** Problem statement **
Could you format the records, from the line with "locate the stucco" through the line with "(1018, 211)", as a JSON list of strings with one string per line and blank lines omitted?

(Recorded data)
++++++++++++++++++++

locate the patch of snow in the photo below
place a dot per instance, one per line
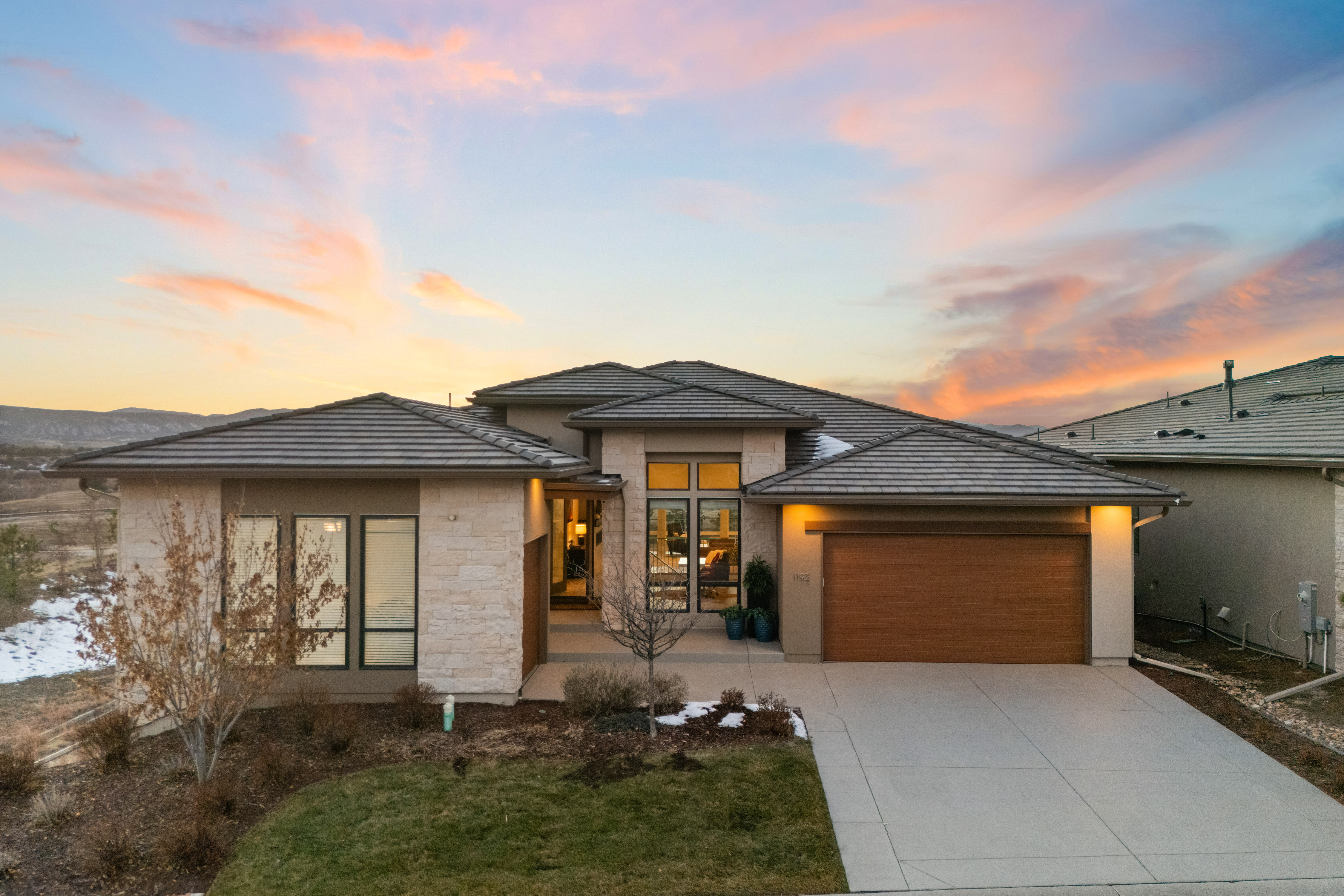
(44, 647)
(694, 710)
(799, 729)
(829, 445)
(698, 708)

++++++++++++++++++++

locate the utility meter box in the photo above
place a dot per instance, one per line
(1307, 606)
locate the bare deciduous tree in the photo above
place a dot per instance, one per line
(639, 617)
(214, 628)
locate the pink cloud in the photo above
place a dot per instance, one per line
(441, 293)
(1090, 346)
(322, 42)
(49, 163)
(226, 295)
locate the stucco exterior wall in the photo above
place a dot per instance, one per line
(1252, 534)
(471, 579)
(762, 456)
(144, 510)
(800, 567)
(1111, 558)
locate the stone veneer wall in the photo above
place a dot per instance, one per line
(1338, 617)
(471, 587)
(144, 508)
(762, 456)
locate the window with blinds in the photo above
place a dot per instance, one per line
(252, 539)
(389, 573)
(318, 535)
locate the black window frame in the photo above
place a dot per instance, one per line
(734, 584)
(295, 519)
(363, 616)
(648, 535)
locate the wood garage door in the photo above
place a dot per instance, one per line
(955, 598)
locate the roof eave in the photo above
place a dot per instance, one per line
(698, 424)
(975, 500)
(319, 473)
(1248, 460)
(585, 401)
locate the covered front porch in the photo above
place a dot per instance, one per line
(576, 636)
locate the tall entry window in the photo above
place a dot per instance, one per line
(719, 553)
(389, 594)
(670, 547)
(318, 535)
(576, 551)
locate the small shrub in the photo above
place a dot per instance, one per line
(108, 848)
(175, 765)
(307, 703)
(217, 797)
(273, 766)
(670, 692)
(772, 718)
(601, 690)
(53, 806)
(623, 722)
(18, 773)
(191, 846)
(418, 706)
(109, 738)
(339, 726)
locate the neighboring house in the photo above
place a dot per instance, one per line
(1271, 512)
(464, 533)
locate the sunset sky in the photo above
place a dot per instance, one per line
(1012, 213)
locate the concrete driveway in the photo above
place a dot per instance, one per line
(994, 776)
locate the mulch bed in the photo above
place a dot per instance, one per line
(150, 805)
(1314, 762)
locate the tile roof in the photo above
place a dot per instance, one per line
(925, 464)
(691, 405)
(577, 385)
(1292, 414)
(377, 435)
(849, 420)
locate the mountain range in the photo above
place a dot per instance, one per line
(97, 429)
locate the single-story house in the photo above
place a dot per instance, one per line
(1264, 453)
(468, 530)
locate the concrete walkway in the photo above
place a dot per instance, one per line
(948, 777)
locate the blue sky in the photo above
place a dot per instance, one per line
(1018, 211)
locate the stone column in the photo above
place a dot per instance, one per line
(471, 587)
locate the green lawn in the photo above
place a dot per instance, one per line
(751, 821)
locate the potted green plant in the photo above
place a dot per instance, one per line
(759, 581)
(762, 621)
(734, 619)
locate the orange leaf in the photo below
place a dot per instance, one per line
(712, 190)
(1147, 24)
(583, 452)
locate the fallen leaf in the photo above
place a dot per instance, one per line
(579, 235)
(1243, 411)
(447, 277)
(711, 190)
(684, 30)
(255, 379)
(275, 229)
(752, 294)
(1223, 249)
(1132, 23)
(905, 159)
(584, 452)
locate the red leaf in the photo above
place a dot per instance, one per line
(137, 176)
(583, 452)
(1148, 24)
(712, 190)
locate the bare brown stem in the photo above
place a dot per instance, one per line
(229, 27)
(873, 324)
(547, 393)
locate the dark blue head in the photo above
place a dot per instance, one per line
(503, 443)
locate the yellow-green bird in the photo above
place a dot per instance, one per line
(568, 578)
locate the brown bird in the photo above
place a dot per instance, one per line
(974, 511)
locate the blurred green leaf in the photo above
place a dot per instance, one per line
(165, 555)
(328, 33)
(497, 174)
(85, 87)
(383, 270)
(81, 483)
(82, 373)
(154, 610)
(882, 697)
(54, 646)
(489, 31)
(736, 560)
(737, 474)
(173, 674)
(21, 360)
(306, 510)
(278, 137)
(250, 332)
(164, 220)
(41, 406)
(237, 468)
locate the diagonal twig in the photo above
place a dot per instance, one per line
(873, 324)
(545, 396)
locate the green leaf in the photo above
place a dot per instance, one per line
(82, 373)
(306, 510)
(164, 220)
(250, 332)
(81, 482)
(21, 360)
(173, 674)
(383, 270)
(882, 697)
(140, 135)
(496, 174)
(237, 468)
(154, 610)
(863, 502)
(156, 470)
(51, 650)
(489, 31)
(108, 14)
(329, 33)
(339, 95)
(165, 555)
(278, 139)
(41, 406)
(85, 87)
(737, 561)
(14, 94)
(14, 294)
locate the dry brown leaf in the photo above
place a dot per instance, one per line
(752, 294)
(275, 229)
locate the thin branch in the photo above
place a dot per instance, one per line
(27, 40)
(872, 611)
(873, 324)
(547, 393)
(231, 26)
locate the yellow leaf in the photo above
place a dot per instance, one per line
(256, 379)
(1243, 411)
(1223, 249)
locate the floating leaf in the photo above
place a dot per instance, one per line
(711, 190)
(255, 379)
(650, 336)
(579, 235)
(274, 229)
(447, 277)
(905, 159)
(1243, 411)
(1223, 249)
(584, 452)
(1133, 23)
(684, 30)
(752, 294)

++++++++++++++++++++

** Reply **
[
  "locate the stucco exterior wall in the photo above",
  "place a dot per instance, one per line",
  "(1252, 534)",
  "(471, 579)",
  "(762, 456)",
  "(144, 510)",
  "(800, 567)",
  "(1111, 558)",
  "locate the stone veneer wall in the photo above",
  "place a dot per instance, one per line",
  "(1338, 617)",
  "(471, 587)",
  "(144, 508)",
  "(762, 456)",
  "locate the window with blinds in the photo above",
  "place a dot per instance, one per line",
  "(252, 539)",
  "(389, 573)",
  "(318, 535)",
  "locate the black window frame in the photo above",
  "place a dot per instance, one per line",
  "(734, 584)",
  "(295, 519)",
  "(363, 616)",
  "(648, 535)",
  "locate the wood garage door in the photo above",
  "place a dot per instance, one per line",
  "(955, 598)",
  "locate the roof eave in the photo above",
  "place a dot per instance, one per line",
  "(698, 424)",
  "(975, 500)",
  "(319, 473)",
  "(1248, 460)",
  "(585, 401)",
  "locate the covered front porch in the photo above",
  "place a dot per instance, one per line",
  "(576, 636)",
  "locate the tall entry window in the photo above",
  "place a dot per instance, one per line",
  "(719, 553)",
  "(389, 594)",
  "(670, 547)",
  "(318, 535)",
  "(576, 551)",
  "locate the small shrub in the photo above",
  "place a dot per instance, one per line",
  "(108, 848)",
  "(175, 765)",
  "(307, 703)",
  "(217, 797)",
  "(273, 766)",
  "(670, 692)",
  "(772, 718)",
  "(601, 690)",
  "(53, 806)",
  "(623, 722)",
  "(18, 773)",
  "(191, 846)",
  "(418, 706)",
  "(109, 738)",
  "(339, 726)",
  "locate the neighboring house in the photo above",
  "place a dot per instance, one per line",
  "(1271, 512)",
  "(464, 533)",
  "locate the sunset sky in the photo above",
  "place a dot per instance, one per line",
  "(1012, 213)",
  "locate the concrete driveway in the photo above",
  "place a dot per instance, one per line",
  "(994, 776)",
  "locate the mulch bed in the photo above",
  "place a dot per instance, one per line",
  "(150, 805)",
  "(1314, 762)",
  "locate the tile roof in the photo above",
  "place a dot per instance, one per line",
  "(925, 464)",
  "(691, 405)",
  "(577, 385)",
  "(1292, 414)",
  "(377, 435)",
  "(849, 420)",
  "locate the mountain range in the photo above",
  "place a dot per instance, one per line",
  "(97, 429)",
  "locate the single-story house in the photo above",
  "place a dot per instance, one per line",
  "(1264, 453)",
  "(468, 530)",
  "locate the concrete walkway in the photo above",
  "place a dot per instance, one per line",
  "(948, 777)",
  "locate the blue sky in the photo above",
  "place a dot per instance, one per line",
  "(1018, 211)"
]